| Provided data |
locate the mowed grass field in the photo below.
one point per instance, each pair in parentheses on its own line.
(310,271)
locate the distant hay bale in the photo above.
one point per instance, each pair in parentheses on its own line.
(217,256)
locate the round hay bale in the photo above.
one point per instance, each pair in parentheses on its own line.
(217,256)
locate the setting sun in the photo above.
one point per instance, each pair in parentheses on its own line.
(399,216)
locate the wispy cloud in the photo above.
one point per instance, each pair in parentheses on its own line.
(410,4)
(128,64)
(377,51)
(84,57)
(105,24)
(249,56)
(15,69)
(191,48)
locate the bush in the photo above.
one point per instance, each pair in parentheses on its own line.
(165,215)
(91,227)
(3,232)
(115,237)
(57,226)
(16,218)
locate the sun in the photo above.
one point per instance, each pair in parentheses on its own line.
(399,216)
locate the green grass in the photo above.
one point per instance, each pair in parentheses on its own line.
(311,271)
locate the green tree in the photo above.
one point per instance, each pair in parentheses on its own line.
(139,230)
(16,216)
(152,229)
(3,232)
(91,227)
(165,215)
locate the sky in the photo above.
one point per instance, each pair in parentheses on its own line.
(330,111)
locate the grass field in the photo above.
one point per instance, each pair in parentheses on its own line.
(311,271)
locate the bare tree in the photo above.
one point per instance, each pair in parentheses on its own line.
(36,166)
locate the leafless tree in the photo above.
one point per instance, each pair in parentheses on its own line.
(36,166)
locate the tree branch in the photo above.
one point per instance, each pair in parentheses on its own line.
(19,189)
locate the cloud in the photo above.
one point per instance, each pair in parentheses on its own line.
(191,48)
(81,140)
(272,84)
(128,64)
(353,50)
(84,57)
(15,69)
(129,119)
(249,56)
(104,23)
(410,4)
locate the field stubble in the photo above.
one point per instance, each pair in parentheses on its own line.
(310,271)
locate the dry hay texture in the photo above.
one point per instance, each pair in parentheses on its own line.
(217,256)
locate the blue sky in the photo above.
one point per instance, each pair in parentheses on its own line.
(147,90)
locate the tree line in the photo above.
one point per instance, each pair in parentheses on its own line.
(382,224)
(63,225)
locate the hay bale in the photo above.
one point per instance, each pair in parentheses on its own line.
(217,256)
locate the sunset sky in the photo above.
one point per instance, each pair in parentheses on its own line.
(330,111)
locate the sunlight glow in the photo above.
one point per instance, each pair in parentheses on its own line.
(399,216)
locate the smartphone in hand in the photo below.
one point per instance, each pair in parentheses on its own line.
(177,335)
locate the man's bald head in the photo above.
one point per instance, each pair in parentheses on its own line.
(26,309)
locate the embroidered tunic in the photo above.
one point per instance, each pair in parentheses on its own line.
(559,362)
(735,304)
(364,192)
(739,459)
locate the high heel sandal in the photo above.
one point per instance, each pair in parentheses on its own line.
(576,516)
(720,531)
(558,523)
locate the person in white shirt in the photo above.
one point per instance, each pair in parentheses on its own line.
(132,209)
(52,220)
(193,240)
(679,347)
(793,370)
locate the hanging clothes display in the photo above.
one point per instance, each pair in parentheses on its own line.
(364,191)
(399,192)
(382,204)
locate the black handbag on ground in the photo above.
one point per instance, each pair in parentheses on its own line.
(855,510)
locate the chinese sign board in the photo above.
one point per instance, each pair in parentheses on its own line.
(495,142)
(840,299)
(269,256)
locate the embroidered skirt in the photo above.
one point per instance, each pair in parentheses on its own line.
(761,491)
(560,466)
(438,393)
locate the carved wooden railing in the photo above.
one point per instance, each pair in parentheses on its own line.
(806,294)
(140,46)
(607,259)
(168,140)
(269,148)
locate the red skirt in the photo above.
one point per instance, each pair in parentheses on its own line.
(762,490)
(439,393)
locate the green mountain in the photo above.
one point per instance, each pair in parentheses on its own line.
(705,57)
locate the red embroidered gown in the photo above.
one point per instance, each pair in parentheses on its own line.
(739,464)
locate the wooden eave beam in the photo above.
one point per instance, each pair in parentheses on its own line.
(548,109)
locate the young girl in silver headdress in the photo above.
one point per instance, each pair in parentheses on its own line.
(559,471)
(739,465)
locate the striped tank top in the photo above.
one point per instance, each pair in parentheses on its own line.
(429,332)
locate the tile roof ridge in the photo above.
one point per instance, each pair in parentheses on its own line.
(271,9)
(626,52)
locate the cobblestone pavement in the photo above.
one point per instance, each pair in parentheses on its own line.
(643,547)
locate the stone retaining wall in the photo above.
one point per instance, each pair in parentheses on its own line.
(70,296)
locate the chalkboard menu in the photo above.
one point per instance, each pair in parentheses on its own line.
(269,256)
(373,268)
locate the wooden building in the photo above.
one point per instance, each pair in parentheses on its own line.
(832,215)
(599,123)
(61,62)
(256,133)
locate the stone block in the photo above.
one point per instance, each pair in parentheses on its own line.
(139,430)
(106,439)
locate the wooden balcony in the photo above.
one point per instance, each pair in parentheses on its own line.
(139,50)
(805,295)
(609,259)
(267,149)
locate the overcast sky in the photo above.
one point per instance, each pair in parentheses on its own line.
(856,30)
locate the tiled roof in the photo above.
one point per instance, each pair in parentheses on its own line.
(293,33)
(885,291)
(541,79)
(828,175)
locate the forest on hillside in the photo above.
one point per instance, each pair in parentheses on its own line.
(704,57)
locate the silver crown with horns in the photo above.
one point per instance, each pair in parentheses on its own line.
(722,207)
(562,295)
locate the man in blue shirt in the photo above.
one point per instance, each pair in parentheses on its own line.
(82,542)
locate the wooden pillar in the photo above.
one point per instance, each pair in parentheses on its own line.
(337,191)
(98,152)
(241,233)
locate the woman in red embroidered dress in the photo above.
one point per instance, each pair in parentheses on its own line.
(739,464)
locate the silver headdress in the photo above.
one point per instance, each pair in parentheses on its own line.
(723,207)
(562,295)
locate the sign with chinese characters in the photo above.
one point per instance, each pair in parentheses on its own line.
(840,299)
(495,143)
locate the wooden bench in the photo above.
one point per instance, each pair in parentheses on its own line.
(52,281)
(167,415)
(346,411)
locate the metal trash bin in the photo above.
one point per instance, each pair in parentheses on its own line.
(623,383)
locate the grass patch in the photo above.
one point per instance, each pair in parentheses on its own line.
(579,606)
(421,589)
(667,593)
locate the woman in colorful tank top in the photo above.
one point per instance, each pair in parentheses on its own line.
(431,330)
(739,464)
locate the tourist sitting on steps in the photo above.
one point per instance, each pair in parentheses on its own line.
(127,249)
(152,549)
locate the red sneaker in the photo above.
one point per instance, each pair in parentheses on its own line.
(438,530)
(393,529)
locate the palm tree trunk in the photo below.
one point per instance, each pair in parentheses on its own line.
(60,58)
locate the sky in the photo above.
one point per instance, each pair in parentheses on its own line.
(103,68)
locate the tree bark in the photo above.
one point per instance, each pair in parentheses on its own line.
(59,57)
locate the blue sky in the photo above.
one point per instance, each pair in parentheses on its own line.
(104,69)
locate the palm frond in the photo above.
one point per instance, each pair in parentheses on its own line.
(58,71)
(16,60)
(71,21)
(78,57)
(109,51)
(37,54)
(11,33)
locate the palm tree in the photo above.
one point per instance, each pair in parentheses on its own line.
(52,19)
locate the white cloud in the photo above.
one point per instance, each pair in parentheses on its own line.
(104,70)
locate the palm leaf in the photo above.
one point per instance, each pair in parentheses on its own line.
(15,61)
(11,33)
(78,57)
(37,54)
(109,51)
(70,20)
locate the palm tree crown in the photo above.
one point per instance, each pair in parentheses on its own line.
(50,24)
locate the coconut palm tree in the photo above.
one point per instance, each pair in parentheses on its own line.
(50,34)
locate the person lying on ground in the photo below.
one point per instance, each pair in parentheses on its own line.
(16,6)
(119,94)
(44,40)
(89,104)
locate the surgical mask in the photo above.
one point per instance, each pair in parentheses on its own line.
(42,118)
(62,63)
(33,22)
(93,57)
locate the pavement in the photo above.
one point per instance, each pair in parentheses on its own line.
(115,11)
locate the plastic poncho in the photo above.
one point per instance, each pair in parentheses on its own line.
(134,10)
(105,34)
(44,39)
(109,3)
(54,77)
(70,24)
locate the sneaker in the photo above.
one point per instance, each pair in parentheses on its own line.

| What is required |
Please return every line from the material above where the string "field" occurs.

| Answer to this problem |
locate the mowed grass field in the photo below.
locate the grass field in the photo above.
locate the field stubble in the photo above.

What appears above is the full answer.